■ **Work instructions**:
Keeping every word in place, write out the entries that come next.
· · ·
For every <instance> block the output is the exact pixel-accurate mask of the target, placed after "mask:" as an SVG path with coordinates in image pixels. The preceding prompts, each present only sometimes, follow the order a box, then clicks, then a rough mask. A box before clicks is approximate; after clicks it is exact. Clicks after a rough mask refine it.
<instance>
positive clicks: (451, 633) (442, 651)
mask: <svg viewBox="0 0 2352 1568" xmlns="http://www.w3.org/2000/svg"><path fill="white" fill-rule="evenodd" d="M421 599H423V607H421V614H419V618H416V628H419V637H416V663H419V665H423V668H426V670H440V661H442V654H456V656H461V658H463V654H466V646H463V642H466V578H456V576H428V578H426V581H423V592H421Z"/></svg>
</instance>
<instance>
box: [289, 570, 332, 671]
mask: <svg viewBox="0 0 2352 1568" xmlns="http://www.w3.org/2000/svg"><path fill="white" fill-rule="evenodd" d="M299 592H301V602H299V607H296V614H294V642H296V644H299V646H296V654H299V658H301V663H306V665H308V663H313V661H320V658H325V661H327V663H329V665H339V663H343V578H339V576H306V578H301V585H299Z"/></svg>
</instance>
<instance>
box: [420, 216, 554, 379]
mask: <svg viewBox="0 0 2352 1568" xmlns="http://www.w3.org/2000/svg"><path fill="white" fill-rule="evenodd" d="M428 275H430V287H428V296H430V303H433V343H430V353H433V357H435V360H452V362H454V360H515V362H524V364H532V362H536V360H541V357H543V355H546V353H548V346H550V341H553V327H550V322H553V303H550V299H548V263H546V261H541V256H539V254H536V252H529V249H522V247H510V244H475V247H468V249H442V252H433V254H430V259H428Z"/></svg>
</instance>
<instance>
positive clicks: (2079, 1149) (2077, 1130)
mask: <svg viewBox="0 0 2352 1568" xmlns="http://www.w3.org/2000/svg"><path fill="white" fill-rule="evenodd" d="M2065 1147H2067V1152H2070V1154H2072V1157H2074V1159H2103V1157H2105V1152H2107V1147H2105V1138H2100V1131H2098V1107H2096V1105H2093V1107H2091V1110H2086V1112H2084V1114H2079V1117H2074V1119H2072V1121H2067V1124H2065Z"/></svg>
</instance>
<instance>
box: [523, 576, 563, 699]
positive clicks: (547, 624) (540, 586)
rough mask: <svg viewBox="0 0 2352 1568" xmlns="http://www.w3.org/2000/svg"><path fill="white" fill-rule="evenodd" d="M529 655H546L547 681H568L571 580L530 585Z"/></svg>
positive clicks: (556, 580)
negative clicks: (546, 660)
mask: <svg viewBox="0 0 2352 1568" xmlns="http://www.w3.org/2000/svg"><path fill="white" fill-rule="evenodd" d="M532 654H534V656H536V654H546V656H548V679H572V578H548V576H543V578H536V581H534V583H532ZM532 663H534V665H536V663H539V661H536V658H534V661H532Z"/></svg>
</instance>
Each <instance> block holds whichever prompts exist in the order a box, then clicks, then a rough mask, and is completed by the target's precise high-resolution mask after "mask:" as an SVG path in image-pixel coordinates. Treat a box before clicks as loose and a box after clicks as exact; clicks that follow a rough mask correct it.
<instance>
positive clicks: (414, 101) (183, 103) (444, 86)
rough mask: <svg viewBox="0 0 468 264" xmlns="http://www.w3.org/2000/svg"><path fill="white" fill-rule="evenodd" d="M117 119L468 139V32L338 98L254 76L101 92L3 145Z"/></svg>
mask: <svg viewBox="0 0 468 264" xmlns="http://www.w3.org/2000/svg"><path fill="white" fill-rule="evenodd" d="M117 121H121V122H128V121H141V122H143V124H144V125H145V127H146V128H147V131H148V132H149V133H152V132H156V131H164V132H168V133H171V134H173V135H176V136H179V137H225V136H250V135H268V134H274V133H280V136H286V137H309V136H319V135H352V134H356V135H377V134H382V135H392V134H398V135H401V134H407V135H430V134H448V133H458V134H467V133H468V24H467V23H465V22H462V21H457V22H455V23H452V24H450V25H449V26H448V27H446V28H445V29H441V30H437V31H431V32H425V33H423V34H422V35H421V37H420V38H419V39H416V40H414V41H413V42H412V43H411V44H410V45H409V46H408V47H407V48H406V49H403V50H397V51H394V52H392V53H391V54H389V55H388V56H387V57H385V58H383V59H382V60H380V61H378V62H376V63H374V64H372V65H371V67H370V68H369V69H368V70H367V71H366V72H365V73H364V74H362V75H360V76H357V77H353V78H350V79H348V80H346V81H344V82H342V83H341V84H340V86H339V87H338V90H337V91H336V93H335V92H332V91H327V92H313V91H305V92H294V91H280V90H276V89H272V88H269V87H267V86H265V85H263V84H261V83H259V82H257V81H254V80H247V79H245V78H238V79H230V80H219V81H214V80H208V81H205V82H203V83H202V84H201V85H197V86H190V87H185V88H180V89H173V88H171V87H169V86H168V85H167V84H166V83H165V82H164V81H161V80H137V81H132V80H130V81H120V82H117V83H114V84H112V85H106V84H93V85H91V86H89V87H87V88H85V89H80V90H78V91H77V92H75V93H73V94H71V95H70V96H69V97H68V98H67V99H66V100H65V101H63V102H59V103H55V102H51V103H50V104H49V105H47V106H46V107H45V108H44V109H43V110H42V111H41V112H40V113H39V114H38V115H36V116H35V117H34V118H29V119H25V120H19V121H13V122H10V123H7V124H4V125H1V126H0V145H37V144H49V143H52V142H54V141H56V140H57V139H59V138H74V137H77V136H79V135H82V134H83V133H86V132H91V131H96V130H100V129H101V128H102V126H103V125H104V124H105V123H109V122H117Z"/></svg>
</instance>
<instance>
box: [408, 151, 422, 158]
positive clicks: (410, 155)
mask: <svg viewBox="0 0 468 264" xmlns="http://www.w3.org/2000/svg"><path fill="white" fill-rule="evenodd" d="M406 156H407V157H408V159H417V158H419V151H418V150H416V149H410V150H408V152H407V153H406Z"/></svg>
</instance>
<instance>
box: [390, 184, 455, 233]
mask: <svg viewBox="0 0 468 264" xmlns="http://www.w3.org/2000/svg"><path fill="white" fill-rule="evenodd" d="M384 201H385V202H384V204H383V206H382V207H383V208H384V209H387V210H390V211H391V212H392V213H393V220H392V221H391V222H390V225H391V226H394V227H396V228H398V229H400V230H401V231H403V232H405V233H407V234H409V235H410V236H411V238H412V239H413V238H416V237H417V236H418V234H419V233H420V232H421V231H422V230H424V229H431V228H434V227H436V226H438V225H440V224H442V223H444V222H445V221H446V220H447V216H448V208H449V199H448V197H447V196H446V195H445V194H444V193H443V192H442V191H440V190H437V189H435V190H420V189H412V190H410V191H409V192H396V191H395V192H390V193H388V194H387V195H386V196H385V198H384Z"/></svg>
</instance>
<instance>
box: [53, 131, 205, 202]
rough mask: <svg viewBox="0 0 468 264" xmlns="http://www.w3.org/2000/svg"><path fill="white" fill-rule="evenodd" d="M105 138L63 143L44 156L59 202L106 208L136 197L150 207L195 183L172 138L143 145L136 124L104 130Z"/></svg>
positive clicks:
· · ·
■ **Solution**:
For every <instance> block the output is the exact pixel-accurate mask of the target, placed after "mask:" as an SVG path with coordinates in image pixels. The preceding prompts, each present only sometimes, follow the order a box, then clicks, then a rough mask. A box before clicks is approximate; after clicks it is exact. Clicks after a rough mask refine it.
<instance>
positive clicks: (451, 633) (442, 651)
mask: <svg viewBox="0 0 2352 1568" xmlns="http://www.w3.org/2000/svg"><path fill="white" fill-rule="evenodd" d="M421 599H423V607H421V614H419V618H416V628H419V637H416V663H419V665H423V668H426V670H440V661H442V654H456V656H461V658H463V654H466V646H463V642H466V578H456V576H428V578H426V581H423V592H421Z"/></svg>
</instance>
<instance>
box: [289, 570, 332, 671]
mask: <svg viewBox="0 0 2352 1568" xmlns="http://www.w3.org/2000/svg"><path fill="white" fill-rule="evenodd" d="M299 592H301V602H299V607H296V614H294V642H296V644H299V646H296V654H299V658H301V663H306V665H308V663H313V661H320V658H325V661H327V663H329V665H339V663H343V578H339V576H306V578H301V585H299Z"/></svg>
</instance>
<instance>
box: [420, 216, 554, 379]
mask: <svg viewBox="0 0 2352 1568" xmlns="http://www.w3.org/2000/svg"><path fill="white" fill-rule="evenodd" d="M428 275H430V287H428V296H430V303H433V343H430V353H433V357H435V360H452V362H454V360H515V362H524V364H532V362H536V360H541V357H543V355H546V353H548V346H550V341H553V327H550V322H553V303H550V299H548V263H546V261H541V256H539V254H536V252H529V249H522V247H510V244H475V247H468V249H442V252H433V254H430V259H428Z"/></svg>
</instance>
<instance>
positive clicks: (2079, 1149) (2077, 1130)
mask: <svg viewBox="0 0 2352 1568" xmlns="http://www.w3.org/2000/svg"><path fill="white" fill-rule="evenodd" d="M2065 1147H2067V1152H2070V1154H2072V1157H2074V1159H2103V1157H2105V1152H2107V1147H2105V1138H2100V1131H2098V1107H2096V1105H2093V1107H2091V1110H2086V1112H2084V1114H2079V1117H2074V1119H2072V1121H2067V1124H2065Z"/></svg>
</instance>
<instance>
box: [523, 576, 563, 699]
positive clicks: (547, 624) (540, 586)
rough mask: <svg viewBox="0 0 2352 1568" xmlns="http://www.w3.org/2000/svg"><path fill="white" fill-rule="evenodd" d="M529 655H546L547 681H568L571 580L530 585Z"/></svg>
positive clicks: (556, 580)
negative clicks: (546, 660)
mask: <svg viewBox="0 0 2352 1568" xmlns="http://www.w3.org/2000/svg"><path fill="white" fill-rule="evenodd" d="M532 654H534V656H536V654H546V656H548V679H572V578H548V576H543V578H536V581H534V583H532ZM532 663H534V665H536V663H539V661H536V658H534V661H532Z"/></svg>
</instance>
Each <instance> block holds whichever prompts exist in the order a box, then clicks, then a rough mask, and is completed by the target's precise high-resolution mask after "mask:" as an SVG path in image-pixel coordinates. Treat a box before clicks as loose and a box after clicks as exact; clicks that follow a rough mask correct it.
<instance>
positive clicks: (414, 101) (183, 103) (444, 86)
rough mask: <svg viewBox="0 0 468 264" xmlns="http://www.w3.org/2000/svg"><path fill="white" fill-rule="evenodd" d="M117 119L468 139V32L338 98L254 76L101 92L3 145Z"/></svg>
mask: <svg viewBox="0 0 468 264" xmlns="http://www.w3.org/2000/svg"><path fill="white" fill-rule="evenodd" d="M117 121H121V122H128V121H141V122H143V124H144V125H145V127H146V128H147V131H148V132H149V133H152V132H156V131H164V132H168V133H171V134H173V135H176V136H179V137H225V136H250V135H268V134H274V133H280V136H286V137H309V136H319V135H352V134H356V135H377V134H382V135H392V134H398V135H401V134H407V135H430V134H448V133H458V134H467V133H468V24H467V23H465V22H462V21H457V22H455V23H452V24H450V25H449V26H448V27H446V28H445V29H441V30H437V31H431V32H425V33H423V34H422V35H421V37H420V38H419V39H416V40H414V41H413V42H412V43H411V44H410V45H409V46H408V47H407V48H406V49H403V50H397V51H394V52H392V53H391V54H389V55H388V56H387V57H385V58H383V59H382V60H380V61H378V62H376V63H374V64H372V65H371V67H370V68H369V69H368V70H367V71H366V72H365V73H364V74H362V75H360V76H357V77H353V78H350V79H348V80H346V81H344V82H342V83H341V84H340V86H339V87H338V90H337V91H336V93H335V92H332V91H327V92H313V91H305V92H294V91H280V90H276V89H272V88H269V87H267V86H265V85H263V84H261V83H259V82H257V81H254V80H247V79H245V78H238V79H230V80H219V81H214V80H208V81H205V82H203V83H202V84H201V85H197V86H190V87H185V88H180V89H173V88H171V87H169V86H168V85H167V84H166V83H165V82H164V81H161V80H137V81H132V80H130V81H120V82H117V83H114V84H112V85H106V84H93V85H91V86H89V87H87V88H85V89H80V90H78V91H77V92H75V93H73V94H71V95H70V96H69V97H68V98H67V99H66V100H65V101H63V102H59V103H55V102H51V103H50V104H49V105H47V106H46V107H45V108H44V109H43V110H42V111H41V112H40V113H39V114H38V115H36V116H35V117H34V118H29V119H25V120H19V121H13V122H10V123H7V124H4V125H1V126H0V145H37V144H49V143H52V142H54V141H56V140H57V139H59V138H74V137H77V136H79V135H82V134H83V133H86V132H91V131H96V130H100V129H101V128H102V126H103V125H104V124H105V123H109V122H117Z"/></svg>
</instance>
<instance>
box: [408, 151, 422, 158]
positive clicks: (410, 155)
mask: <svg viewBox="0 0 468 264" xmlns="http://www.w3.org/2000/svg"><path fill="white" fill-rule="evenodd" d="M406 156H407V157H408V159H417V158H419V151H418V150H416V149H410V150H408V152H407V153H406Z"/></svg>
</instance>
<instance>
box: [390, 184, 455, 233]
mask: <svg viewBox="0 0 468 264" xmlns="http://www.w3.org/2000/svg"><path fill="white" fill-rule="evenodd" d="M384 201H385V202H384V204H383V206H382V207H383V208H384V209H387V210H390V211H391V212H392V213H393V220H392V221H391V222H390V225H391V226H394V227H396V228H398V229H400V230H401V231H403V232H405V233H407V234H409V235H410V236H411V238H412V239H413V238H416V237H417V236H418V234H419V233H420V232H421V231H422V230H424V229H431V228H434V227H436V226H438V225H440V224H442V223H444V222H445V221H446V220H447V216H448V208H449V199H448V197H447V196H446V195H445V194H444V193H443V192H442V191H440V190H437V189H435V190H420V189H412V190H410V191H409V192H396V191H395V192H390V193H388V194H387V195H386V196H385V198H384Z"/></svg>
</instance>
<instance>
box: [53, 131, 205, 202]
rough mask: <svg viewBox="0 0 468 264" xmlns="http://www.w3.org/2000/svg"><path fill="white" fill-rule="evenodd" d="M105 138L63 143L44 156L59 202L106 208L136 197L150 207L195 183L172 138L143 145L136 124L104 130Z"/></svg>
positive clicks:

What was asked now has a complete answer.